*WRITTEN PROBLEM 1*
In the essay on the glut of photography, how many raw files does the writer's Lightroom catalog hold?
*WRITTEN PROBLEM 2*
Carry the essay on the glut of photography forward from its last sentence.

*EXCERPT*

The biggest problem with photography is that there is too much photography. While processing a few photographs for my Unprocessed Sunday blog post series, I would like to explore the issues I have been thinking about with this medium in 2020.
Artful Quantities
The Rembrandt Research Project estimates the esteemed Dutch painter made as few as 300 original paintings. Picasso, on the other hand, may have painted as many as 13,500. The Beatles created 227 songs. Alexander Calder, famous for his sculptures and his hanging mobiles, has about 600 installations. Charles Dickens may have written as few as 15 novels, while Stephen King may have as many as 68.
I mention this, because as I look at my Lightroom catalog, I am looking at 129,000 raw files dating back 15 years. How is something considered art that is so plentiful? How can one re-calibrate so many single images into something more meaningful? The answer can’t just be to make a number of books – there has to be something more to this.
It is easy for people to quickly be condescending1 and says things like, “you shoot too much,” or, “you need to delete more images.” Some of this may be true, but even if I had just 40,000 files, that still strikes me as too much compared to our other art forms. It is easy to say, “well, you can’t compare it to other mediums.” There is some truth there, but at the same time, if I showed the 2,000 images on my website on a slideshow to an audience, I would lose their attention by about Image 70.

*DATASET CONTENT*
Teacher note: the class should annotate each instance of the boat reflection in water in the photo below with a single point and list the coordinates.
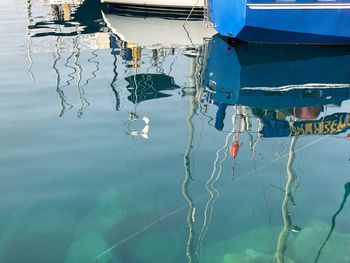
(292, 90)
(157, 42)
(65, 30)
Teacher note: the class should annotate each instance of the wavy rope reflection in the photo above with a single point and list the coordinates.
(282, 242)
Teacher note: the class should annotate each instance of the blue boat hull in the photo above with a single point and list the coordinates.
(276, 76)
(299, 22)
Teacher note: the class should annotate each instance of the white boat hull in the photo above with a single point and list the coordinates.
(159, 3)
(153, 32)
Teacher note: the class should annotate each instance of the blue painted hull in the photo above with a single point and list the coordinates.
(276, 76)
(299, 22)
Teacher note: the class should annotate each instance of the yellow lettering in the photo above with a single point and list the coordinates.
(327, 125)
(334, 127)
(292, 131)
(319, 126)
(347, 120)
(300, 129)
(308, 128)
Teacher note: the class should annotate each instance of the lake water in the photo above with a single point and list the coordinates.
(125, 145)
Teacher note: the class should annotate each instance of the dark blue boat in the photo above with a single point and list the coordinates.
(280, 83)
(282, 21)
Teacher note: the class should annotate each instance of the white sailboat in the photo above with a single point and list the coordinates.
(159, 3)
(152, 32)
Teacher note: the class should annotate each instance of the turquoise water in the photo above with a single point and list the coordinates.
(94, 170)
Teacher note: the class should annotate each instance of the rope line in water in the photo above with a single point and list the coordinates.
(175, 211)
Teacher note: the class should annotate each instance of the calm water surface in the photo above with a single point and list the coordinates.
(124, 150)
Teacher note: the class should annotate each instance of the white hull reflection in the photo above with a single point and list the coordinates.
(153, 32)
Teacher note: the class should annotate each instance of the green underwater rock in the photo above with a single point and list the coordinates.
(108, 212)
(262, 240)
(251, 256)
(87, 248)
(160, 247)
(309, 241)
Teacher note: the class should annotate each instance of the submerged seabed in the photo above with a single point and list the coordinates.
(110, 154)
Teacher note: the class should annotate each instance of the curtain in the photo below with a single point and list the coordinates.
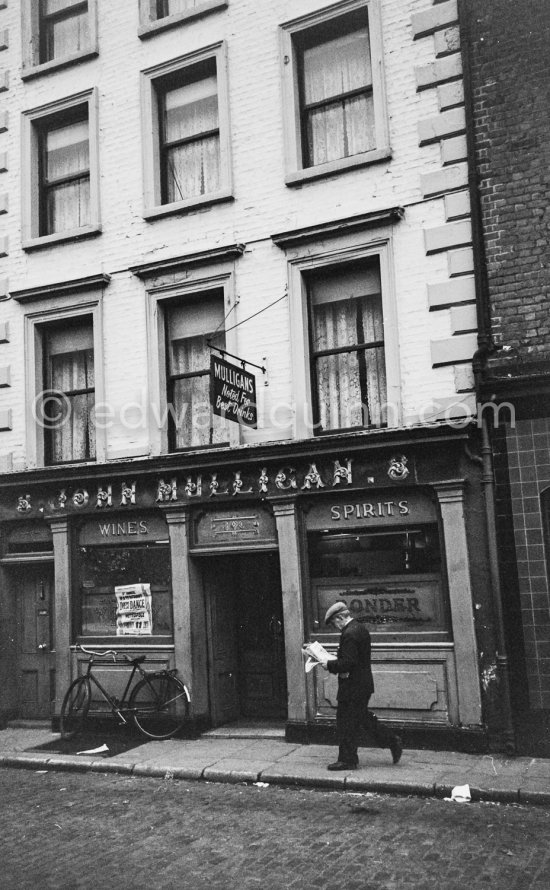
(172, 7)
(68, 154)
(351, 386)
(340, 127)
(65, 35)
(194, 167)
(74, 438)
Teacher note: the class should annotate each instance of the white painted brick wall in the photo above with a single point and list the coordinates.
(263, 204)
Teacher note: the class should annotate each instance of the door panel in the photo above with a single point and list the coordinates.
(224, 685)
(36, 659)
(263, 690)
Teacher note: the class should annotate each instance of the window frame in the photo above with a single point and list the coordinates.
(290, 34)
(151, 25)
(49, 313)
(152, 78)
(34, 124)
(31, 40)
(342, 252)
(159, 299)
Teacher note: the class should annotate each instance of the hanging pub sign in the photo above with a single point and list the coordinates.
(233, 392)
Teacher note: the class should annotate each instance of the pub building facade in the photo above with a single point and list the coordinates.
(243, 553)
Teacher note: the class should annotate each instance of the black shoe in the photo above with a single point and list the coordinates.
(396, 749)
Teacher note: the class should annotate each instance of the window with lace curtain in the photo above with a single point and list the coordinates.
(56, 33)
(189, 326)
(64, 28)
(64, 166)
(156, 15)
(69, 387)
(186, 144)
(190, 134)
(60, 181)
(335, 115)
(347, 355)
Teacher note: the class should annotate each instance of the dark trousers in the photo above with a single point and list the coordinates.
(351, 718)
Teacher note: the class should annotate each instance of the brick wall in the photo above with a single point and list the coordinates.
(511, 86)
(431, 259)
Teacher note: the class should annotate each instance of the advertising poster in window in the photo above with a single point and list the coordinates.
(134, 610)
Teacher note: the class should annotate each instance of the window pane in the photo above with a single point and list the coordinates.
(337, 66)
(193, 169)
(67, 151)
(72, 371)
(103, 568)
(65, 36)
(68, 206)
(193, 419)
(347, 311)
(340, 130)
(59, 5)
(171, 7)
(191, 109)
(74, 437)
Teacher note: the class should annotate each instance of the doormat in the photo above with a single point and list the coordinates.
(93, 744)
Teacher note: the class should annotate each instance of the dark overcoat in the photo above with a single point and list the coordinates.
(353, 663)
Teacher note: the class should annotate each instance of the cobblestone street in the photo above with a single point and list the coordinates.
(73, 831)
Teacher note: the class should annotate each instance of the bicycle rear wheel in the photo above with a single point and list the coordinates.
(74, 709)
(159, 705)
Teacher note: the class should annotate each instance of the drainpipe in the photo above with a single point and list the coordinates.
(485, 347)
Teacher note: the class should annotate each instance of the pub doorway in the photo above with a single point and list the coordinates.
(247, 672)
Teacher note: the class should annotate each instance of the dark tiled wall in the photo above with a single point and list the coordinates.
(528, 447)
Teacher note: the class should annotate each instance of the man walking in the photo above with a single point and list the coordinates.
(355, 687)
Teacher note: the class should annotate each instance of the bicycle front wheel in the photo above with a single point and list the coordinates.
(160, 706)
(74, 709)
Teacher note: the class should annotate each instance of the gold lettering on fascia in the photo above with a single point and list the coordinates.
(369, 511)
(123, 529)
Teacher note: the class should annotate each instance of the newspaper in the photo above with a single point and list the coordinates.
(315, 655)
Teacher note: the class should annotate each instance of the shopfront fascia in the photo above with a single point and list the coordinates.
(385, 529)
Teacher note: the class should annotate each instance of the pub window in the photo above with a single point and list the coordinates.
(189, 326)
(335, 108)
(102, 568)
(390, 579)
(69, 391)
(348, 366)
(64, 28)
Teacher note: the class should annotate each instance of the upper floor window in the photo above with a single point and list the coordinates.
(64, 28)
(56, 33)
(334, 100)
(69, 388)
(61, 181)
(189, 326)
(186, 133)
(157, 15)
(64, 174)
(348, 367)
(190, 134)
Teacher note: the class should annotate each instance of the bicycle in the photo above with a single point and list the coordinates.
(158, 704)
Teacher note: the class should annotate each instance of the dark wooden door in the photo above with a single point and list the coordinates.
(35, 638)
(263, 689)
(224, 660)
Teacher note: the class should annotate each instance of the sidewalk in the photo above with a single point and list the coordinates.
(273, 761)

*TASK RESPONSE 1*
129,000 raw files, going back 15 years.

*TASK RESPONSE 2*
When A Community Becomes A Metropolis
Compounding this problem is the photographic community. It takes so much for a photograph to “wow” me, anymore. Photography is everywhere. It really feels like a chore to visit my Instagram page. I have many friends putting up quality images there. Most of them are great photographers. But how many red and orange sunsets are going to happen before the impact becomes ordinary? I see it when I critique my own work. It doesn’t feel like anything is extraordinary anymore.
Modern photography is in the middle of a gold rush. Modern DSLRs are incredibly powerful. The learning curve is vanishingly small. This has enabled millions of people to join in this art-form.
In fact, there are probably more photographers trying to sell their work than people buying it. Like Levi Strauss in 1850, the people actually making money are the people selling to photographers. Everybody goes through the phase, mainly because modern equipment makes it so easy to create “good” images right away, that they think, “I can be a professional and I will sell people my work.” But the numbers don’t work. Our hobby is, pun intended, oversaturated. If anything, these days I want to see less photography, not more.
Art thrives when a few people are making work that is patronized by a lot of people. This paradigm is completely upside-down now. Very few of the people who look at my work aren’t photographers themselves. I don’t feel I am competing with other photographers, but you can see the issue when you look at your audience.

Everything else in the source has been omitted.